Das wieder aufgeschüttete Land und die Seen sind aber kein Ersatz für das Land das einst dort war. Am wenigsten für die Menschen, deren Heimat dort einmal stand oder das Land vor dem Tagebau kannten. Der Tagebau Profen wird demnächst auf Land ausgeweitet, das ich aus meiner Kindheit kenne und zu meiner Heimat rechne. Ich kenne dieses Gefühl.
Aber andererseits kenne ich auch die Tagebauseen.
Ich kenne das Land um den Mondsee, wie es sich über 20 Jahre von einem kargem Land mit dürren, frisch gepflanzten Bäumen ohne Schatten hin zu Wiesen und jungen Wäldern verändert hat. Für mich hat etwas anderes nie existiert. Die Landschaft vor dem Tagebau existiert in meinem Bewusstsein nur auf Karten und alten Photos. Die Landschaft jetzt, nach dem Tagebau, ist alles zu dem ich eine echte Verbindung habe. Es ist absehbar, dass die Leipziger Seen, die aus dem Braunkohleabbau entstanden, zu einem beliebten Naherholungsgebiet werden. Selbst Seen die noch nicht vollständig geflutet sind, ziehen an Wochenenden Besucher und Wanderer an, die die Uferpromenade füllen und in teilweise absurd großen Ausflugsschiffen die Seen befahren. Das ist auch nicht überraschend. Die Seen in der direkten Nachbarschaft von Leipzig und eine Abwechslung in der Landschaft. In Zwenkau wird ein ganzer Stadtteil am Seeufer neu gebaut. (Das künftige Hafenbecken am Neujahrstag. Ein paar Meter Wasser fehlen noch. Ich habe es zum ersten Mal 2013 gesehen, als es noch trocken lag.)
Das ist keine Rechtfertigung. Ich will nicht sagen, das Tagebaue nicht so schlimm wären und auch nicht behaupten, dass die neue Landschaft besser wäre als die alte. Sollte man mit Baggern riesige Seen graben um “die Landschaft zu verbessern”? Nein. Die ökologischen Auswirkungen sind schwerwiegend. Es wird mehr als einige Jahrzehnte brauchen, bis sich die Ökosysteme des Umlands eingespielt haben. Man kann auch kaum behaupten, dass ein See ein Ersatz für das verlorene Land ist. Es wird keine Landwirtschaft mehr darauf stattfinden. Und der Möglichkeit von schwimmenden Städten zum trotz, wird es wohl auch kein gleichwertiger Wohnraum mehr sein. Es wird dabei Menschen ihre Heimat und ein Teil ihrer Geschichte genommen.
Und trotzdem bleibt der Gesellschaft die Verantwortung, zu jedem Zeitpunkt das beste aus dem zu machen, was da ist. Dieser Verantwortung stellt man sich recht erfolgreich.

Gespeicherte Einträge:
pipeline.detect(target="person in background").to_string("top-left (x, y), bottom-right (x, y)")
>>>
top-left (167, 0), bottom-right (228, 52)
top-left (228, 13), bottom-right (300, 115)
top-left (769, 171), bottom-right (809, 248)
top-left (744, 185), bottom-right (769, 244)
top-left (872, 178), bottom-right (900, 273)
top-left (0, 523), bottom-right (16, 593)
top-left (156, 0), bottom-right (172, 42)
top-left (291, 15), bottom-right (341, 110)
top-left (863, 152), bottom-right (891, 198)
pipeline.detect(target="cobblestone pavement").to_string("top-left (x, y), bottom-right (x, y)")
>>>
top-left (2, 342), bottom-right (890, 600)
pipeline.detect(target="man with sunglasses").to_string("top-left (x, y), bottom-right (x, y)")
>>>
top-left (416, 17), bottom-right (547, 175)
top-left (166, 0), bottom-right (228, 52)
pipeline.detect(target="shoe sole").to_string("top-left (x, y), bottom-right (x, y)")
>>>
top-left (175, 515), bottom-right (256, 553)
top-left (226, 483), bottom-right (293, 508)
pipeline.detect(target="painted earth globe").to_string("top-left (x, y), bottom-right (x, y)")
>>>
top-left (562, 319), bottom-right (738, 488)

### AUFGABEN
(1) Nenne alle Ortsnamen, die im Lesetext vorkommen.
(2) Erkläre bitte anhand des Lesetextes, warum es nicht überraschend ist, dass die Seen an Wochenenden Besucher anziehen.

### LÖSUNGEN DER REIHE NACH
(1) Profen, Mondsee, Leipzig, Zwenkau

(2) Die Seen liegen in direkter Nachbarschaft von Leipzig. Außerdem bringen sie Abwechslung in die Landschaft.